▶ _Aim of the task_: A faithful copy of the data, pictures omitted, is the required answer.

▶ _Excerpts from a dataset_:
---
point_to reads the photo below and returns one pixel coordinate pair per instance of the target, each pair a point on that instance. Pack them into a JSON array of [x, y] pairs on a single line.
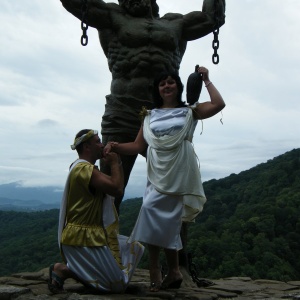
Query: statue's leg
[[183, 258], [127, 162]]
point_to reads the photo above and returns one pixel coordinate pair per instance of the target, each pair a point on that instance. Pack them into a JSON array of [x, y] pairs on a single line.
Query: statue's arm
[[197, 24], [98, 15]]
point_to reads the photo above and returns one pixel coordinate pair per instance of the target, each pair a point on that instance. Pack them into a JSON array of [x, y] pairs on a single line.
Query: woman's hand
[[204, 72]]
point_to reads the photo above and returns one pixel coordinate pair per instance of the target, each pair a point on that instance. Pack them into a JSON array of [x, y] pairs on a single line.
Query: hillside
[[250, 226]]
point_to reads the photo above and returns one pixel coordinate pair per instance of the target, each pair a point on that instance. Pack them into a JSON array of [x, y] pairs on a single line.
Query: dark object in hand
---
▶ _Exercise answer_:
point_to reads the photo below and returns one pixel coordinate pair per instance of the target, each pair a point on that instance. Pack them into a JSON array of [x, y] pairs on a single line.
Query: statue's leg
[[183, 258], [127, 162]]
point_to reads the photo above and returns one pixel coordinate pair per instance of the target, each pair a point on that instance. Pack them into a JSON array of [x, y] pairs on a single line.
Query: statue's arm
[[197, 24], [98, 15]]
point_to reads the photo above and returns one pixel coordinate pair per instance of the target, each pair a point on that instance. Pack them into a JSON array of [x, y] pairs on a single line.
Query: woman's hand
[[204, 72]]
point_to reads the photo above and returns one pixel coordinate pair per instance of the target, each pair a point on that instance. Pack them into a JSON array of [x, y] pairs on a single line.
Query: hillside
[[250, 226]]
point_to reads the photo above and returns one pixel coordinate pair per instance of the target, each pair a point on that instance. Pack them into a JSON array of [x, y] pairs on a single line.
Query: dark object in hand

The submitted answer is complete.